- _Your instructions_
Please output the entries that follow exactly, without a single image.

[Start of Attachment]

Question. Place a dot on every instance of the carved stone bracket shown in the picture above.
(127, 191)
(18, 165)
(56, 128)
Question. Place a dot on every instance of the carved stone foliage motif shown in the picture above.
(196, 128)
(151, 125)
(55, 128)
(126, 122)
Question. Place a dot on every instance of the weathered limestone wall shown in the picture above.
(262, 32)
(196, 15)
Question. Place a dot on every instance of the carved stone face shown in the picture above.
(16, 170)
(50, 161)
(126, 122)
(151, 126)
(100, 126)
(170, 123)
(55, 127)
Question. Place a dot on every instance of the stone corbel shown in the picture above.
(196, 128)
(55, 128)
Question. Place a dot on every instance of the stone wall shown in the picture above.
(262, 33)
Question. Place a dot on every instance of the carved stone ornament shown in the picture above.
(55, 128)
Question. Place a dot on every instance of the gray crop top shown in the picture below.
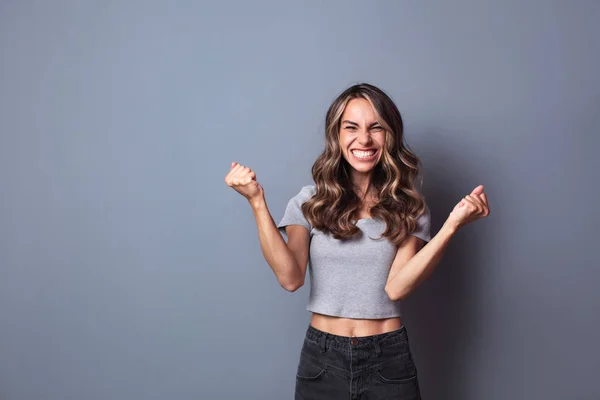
(347, 279)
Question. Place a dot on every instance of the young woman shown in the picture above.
(363, 231)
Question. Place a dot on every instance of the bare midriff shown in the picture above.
(354, 327)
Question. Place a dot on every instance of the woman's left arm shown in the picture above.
(412, 266)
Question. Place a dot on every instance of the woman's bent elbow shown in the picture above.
(291, 286)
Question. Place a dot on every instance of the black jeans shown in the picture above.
(366, 367)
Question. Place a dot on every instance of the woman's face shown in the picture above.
(361, 137)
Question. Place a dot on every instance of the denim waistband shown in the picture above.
(386, 339)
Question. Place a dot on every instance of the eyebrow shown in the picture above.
(354, 123)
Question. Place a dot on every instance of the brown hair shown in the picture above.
(335, 204)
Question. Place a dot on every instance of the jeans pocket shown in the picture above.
(399, 370)
(309, 369)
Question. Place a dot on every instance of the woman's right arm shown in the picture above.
(288, 261)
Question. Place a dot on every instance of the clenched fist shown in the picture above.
(471, 208)
(243, 180)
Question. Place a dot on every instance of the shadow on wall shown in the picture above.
(441, 314)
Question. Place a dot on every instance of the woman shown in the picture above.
(364, 228)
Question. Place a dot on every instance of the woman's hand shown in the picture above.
(243, 180)
(471, 208)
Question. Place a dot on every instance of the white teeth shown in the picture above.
(363, 154)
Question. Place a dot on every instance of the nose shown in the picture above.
(364, 137)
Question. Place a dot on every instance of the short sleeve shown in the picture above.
(293, 212)
(423, 229)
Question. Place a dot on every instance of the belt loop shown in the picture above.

[End of Attachment]

- _Solution below_
Question. Place a dot on every instance of the carved stone bracket shown in the picture above.
(127, 191)
(18, 165)
(56, 128)
Question. Place a dot on every instance of the carved stone foliage motif shown in the picture above.
(196, 128)
(151, 125)
(55, 128)
(126, 122)
Question. Place a dot on every instance of the weathered limestone wall shown in the picture above.
(262, 32)
(196, 15)
Question. Place a dot on every instance of the carved stone face shown in the picture above.
(16, 170)
(50, 161)
(126, 122)
(151, 126)
(100, 126)
(170, 123)
(55, 127)
Question. Place a dot on every instance of the stone corbel shown in the picture above.
(196, 128)
(55, 128)
Question. Place a dot on every instance of the stone wall shown in the picture above.
(262, 33)
Question. Place a dot on every instance of the carved stone ornament shown in the picture above.
(55, 128)
Question. Place a dot on every instance of the gray crop top shown in the picture below.
(347, 279)
Question. Place a dot on every instance of the young woman shown in the picture above.
(363, 231)
Question. Place a dot on every instance of the bare midriff shown in the picture above.
(354, 327)
Question. Place a dot on every instance of the woman's left arm shown in the picture above.
(412, 266)
Question. Place a dot on every instance of the woman's bent elbow shown in the picture above.
(291, 286)
Question. Place a dot on every instance of the black jeans shown in the picture above.
(366, 367)
Question. Place a dot on every instance of the woman's face shown in the picture above.
(361, 137)
Question. Place a dot on every instance of the denim waistband shown in the picture above.
(386, 339)
Question. Place a dot on every instance of the eyebrow shown in the picture above.
(354, 123)
Question. Place a dot on every instance of the brown hair shown in the picture above.
(335, 204)
Question. Place a dot on every instance of the jeans pocket shown in the picture above.
(399, 370)
(309, 369)
Question. Place a dot on every instance of the woman's right arm shown in the picture above.
(288, 261)
Question. Place a dot on every instance of the clenched fist shown in the picture above.
(471, 208)
(243, 180)
Question. Place a dot on every instance of the shadow on wall shown in the picture above.
(441, 314)
Question. Place a dot on every instance of the woman shown in the picture above.
(364, 228)
Question. Place a dot on every instance of the woman's hand shown in the picture above.
(243, 180)
(471, 208)
Question. Place a dot on every instance of the white teeth shown in the picture above.
(363, 154)
Question. Place a dot on every instance of the nose shown in the picture above.
(364, 137)
Question. Place a dot on every instance of the short sleeve shown in the picture above.
(293, 212)
(423, 229)
Question. Place a dot on every instance of the belt loop shown in the picture above.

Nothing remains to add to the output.